YOUR GOAL: Rewrite as a numbered list only the part of the listing that begins at the line containing "Target: cardboard debris" and runs through the last line of the listing, omitting any blank lines.
═════ MATERIAL FOR THIS EXERCISE ═════
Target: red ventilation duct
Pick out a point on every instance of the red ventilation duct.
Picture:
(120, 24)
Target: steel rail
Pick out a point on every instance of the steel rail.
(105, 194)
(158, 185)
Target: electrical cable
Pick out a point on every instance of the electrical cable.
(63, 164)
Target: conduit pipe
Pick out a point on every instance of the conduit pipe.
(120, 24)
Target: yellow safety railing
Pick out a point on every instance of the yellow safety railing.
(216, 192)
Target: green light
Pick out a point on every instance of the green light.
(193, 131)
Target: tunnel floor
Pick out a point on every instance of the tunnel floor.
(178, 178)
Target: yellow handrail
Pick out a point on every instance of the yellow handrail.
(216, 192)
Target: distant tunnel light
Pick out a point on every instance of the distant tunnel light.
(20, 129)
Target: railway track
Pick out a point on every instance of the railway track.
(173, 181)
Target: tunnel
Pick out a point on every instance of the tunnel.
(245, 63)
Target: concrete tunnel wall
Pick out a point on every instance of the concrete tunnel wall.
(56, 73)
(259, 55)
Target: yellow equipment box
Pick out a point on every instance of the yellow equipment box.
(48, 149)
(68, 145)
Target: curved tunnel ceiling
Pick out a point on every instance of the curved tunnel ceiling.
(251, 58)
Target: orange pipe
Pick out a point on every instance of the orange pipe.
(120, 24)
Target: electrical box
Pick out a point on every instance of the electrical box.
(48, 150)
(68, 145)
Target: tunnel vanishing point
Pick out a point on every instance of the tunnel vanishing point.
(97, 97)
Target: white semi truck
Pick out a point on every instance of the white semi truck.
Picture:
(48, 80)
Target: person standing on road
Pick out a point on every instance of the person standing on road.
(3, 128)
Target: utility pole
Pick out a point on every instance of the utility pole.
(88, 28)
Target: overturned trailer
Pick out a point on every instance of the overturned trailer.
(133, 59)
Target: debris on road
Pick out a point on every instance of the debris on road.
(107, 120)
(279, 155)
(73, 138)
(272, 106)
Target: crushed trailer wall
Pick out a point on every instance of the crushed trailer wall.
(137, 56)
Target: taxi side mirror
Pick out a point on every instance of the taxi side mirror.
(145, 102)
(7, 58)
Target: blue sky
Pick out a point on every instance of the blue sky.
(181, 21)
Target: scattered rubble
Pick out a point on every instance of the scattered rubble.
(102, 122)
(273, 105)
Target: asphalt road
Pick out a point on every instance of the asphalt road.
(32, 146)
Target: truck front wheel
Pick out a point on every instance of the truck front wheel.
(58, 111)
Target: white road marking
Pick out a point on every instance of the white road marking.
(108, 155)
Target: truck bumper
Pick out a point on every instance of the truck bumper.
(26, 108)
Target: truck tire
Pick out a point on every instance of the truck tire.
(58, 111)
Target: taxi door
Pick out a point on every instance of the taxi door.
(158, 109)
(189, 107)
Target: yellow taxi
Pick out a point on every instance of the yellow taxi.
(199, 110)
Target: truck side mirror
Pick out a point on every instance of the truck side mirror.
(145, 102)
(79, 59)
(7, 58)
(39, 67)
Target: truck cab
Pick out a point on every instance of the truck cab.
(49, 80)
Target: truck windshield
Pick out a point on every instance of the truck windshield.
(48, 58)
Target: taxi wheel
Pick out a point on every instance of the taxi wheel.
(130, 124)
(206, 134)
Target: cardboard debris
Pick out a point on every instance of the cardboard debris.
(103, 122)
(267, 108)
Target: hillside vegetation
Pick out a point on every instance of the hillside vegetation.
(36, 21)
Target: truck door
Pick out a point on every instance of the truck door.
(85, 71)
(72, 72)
═════
WORKED SOLUTION:
1. Target: cardboard debris
2. Pick out a point on every instance of the cardboard debris.
3. (103, 122)
4. (267, 108)
5. Target: hillside vegetation
6. Pick out a point on every instance of the hillside vegetation.
7. (36, 21)
8. Target: truck door
9. Pick out a point on every instance of the truck door.
10. (85, 71)
11. (72, 72)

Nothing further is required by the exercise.